--- Written request ---
Reproduce all of the records below verbatim, omitting the pictures.

--- Supplied records ---
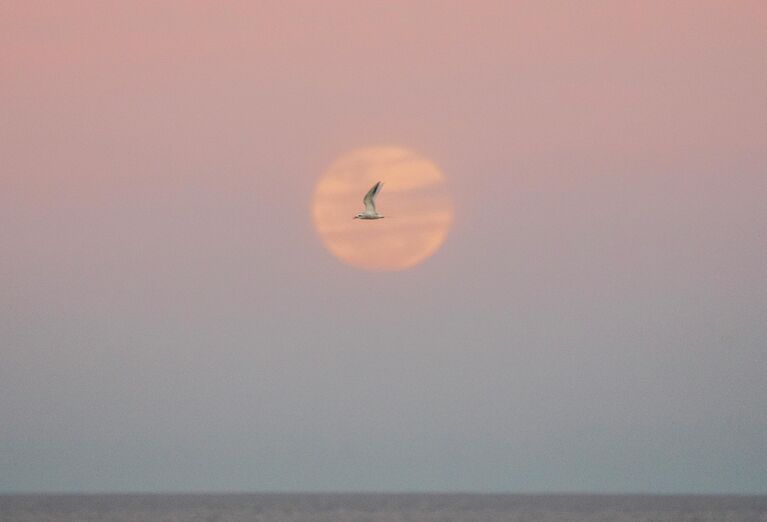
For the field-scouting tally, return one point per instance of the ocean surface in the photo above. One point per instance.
(381, 507)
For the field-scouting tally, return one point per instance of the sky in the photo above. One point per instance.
(594, 322)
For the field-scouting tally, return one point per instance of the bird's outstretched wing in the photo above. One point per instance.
(370, 198)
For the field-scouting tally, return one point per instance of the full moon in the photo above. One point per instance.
(414, 200)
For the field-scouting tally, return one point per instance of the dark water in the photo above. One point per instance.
(381, 507)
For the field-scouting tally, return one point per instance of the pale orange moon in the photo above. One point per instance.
(414, 200)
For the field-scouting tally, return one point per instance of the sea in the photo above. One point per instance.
(278, 507)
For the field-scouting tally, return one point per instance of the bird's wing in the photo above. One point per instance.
(369, 200)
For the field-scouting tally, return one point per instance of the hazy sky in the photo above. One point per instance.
(595, 321)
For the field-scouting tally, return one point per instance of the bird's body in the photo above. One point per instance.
(370, 204)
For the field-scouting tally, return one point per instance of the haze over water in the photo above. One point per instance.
(595, 320)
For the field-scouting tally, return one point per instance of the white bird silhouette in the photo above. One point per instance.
(370, 204)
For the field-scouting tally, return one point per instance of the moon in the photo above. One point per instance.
(414, 199)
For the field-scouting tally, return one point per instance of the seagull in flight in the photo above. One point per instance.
(370, 204)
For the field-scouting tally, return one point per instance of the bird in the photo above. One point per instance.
(370, 204)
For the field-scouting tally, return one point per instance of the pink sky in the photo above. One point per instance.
(605, 274)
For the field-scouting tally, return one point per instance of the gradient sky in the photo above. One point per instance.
(596, 320)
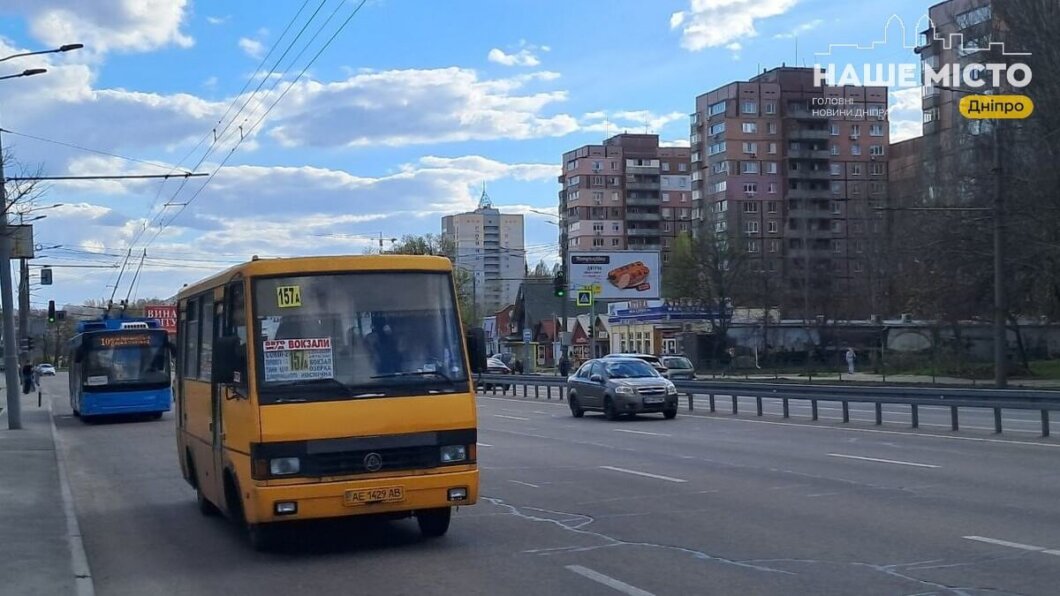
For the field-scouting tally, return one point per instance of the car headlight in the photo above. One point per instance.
(284, 466)
(452, 454)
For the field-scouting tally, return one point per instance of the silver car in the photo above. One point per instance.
(620, 386)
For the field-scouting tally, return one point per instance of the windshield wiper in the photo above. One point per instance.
(414, 373)
(311, 383)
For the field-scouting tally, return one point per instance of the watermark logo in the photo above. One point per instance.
(967, 74)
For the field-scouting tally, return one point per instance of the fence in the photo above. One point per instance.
(997, 400)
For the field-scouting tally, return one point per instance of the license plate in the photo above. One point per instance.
(368, 496)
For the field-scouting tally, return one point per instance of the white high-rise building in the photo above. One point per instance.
(490, 245)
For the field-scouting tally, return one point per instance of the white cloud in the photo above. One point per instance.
(800, 30)
(252, 48)
(328, 204)
(403, 107)
(713, 23)
(525, 55)
(905, 114)
(105, 25)
(614, 122)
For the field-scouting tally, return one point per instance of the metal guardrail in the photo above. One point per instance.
(997, 400)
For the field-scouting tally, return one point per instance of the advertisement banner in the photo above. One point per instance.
(620, 275)
(166, 314)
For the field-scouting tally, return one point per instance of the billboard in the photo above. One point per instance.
(166, 314)
(619, 275)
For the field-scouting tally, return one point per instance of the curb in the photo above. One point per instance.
(78, 560)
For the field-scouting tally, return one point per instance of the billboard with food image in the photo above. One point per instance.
(619, 275)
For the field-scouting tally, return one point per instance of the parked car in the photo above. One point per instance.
(678, 368)
(496, 366)
(654, 361)
(620, 386)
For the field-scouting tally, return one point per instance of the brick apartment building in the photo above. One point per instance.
(625, 194)
(793, 175)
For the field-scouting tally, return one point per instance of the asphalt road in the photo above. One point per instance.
(699, 505)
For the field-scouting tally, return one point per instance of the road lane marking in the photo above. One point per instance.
(608, 581)
(645, 474)
(640, 433)
(1030, 547)
(525, 484)
(913, 463)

--- Solved exercise ---
For the field-scouting tally, return one point per instance of the ocean surface in the photo above. One point per instance.
(381, 507)
For the field-scouting tally, return one point per instance of the sky in the photo above. One point per instance.
(594, 322)
For the field-scouting tally, return one point per instance of the bird's outstretched wing in the photo above. One point per instance.
(370, 198)
For the field-scouting tally, return one point per instance of the full moon in the photo above. One point per instance.
(414, 200)
For the field-scouting tally, return one point per instance of the dark water in the photo above. One point per instance.
(381, 507)
For the field-scouting tally, return one point per instance of the pale orange moon in the photo above. One point per instance.
(414, 200)
For the field-scouting tally, return one point per instance of the sea in the photo above. One point per instance.
(278, 507)
For the field-scouting tally, return one point per instance of the bird's wing in the photo above. One point per instance.
(369, 200)
For the field-scouting tally, return one point per instance of the hazy sky in the photo above. One point per instance.
(595, 321)
For the field-scouting tally, return one point per instance of the bird's body in the photo above. One point per instance.
(370, 204)
For the field-scouting tally, return one point per instance of the haze over water in the photo above. One point per instance.
(595, 320)
For the field-scouting tally, return one point per instance of the white bird silhouette in the photo above. One point per instance.
(370, 204)
For the field-scouting tally, return one point per instance of the moon in the photo above. One point per instance.
(414, 199)
For the field-scouting tally, return one point per instance of the seagull in flight in the photo above. One point per instance.
(370, 204)
For the field-scouting tally, return one point per instance of the bird in the photo above. One point per instance.
(370, 204)
For the field-scouting tally, return one point per instance of the pink sky in the photo above. One point per instance.
(605, 274)
For the field-scouting tally, return one point per instance of the gradient sky in the photo above. One point per instance.
(596, 320)
For the field-scouting tally, return one point per instance of the car headlight in the photo above. One point per instance.
(284, 466)
(452, 454)
For the field-scouting tally, return one point per instance of the silver car in the photo above. One point per instance.
(620, 386)
For the field-scouting tally, return one point per instance of the windshield wiper in the photo above. One point per instance.
(414, 373)
(311, 383)
For the field-scouting tally, return one point per instance of the watermark logo in the photo above. One point per instance.
(967, 74)
For the field-scouting tally, return one point per instance of the fence in the photo above. One point per instance.
(997, 400)
For the field-scouting tally, return one point per instance of the license plate in the photo above. One point per instance.
(368, 496)
For the field-scouting tally, return one point per instance of the white high-rise building in the photo above. One point per instance.
(490, 245)
For the field-scouting tally, return one point per instance of the white cloud in the photo above. One point per instance.
(800, 30)
(252, 48)
(328, 204)
(403, 107)
(713, 23)
(525, 55)
(905, 114)
(105, 25)
(614, 122)
For the field-scouting tally, return one point per instance of the metal guardrail in the photo above. One point per instance.
(997, 400)
For the field-scouting tally, return one point per instance of the advertisement banner in the photo above. One point per instance.
(620, 275)
(166, 314)
For the field-scouting tally, return one point per instance of the billboard in the photo above. One point per instance.
(166, 314)
(619, 275)
For the field-scouting tally, return one point per instance of the curb in the photo above. One point per instance.
(78, 560)
For the field-scouting tally, return one point per instance of the billboard with food image in the photo above. One point per instance.
(619, 275)
For the field-scouting tally, return one point per instance of the parked car in the photo above. One point per instance.
(678, 368)
(496, 366)
(654, 361)
(620, 386)
For the field-scouting tally, return one point per instance of the brick apartment building in the photo above. One point per instance.
(625, 194)
(793, 175)
For the field-scouting tally, return one point per instance of the asphalt road in the photo above. One point per instance.
(699, 505)
For the field-scouting tally, return one point per instance of the road lane marking in the photo above. One point per instance.
(608, 581)
(645, 474)
(640, 433)
(1030, 547)
(525, 484)
(913, 463)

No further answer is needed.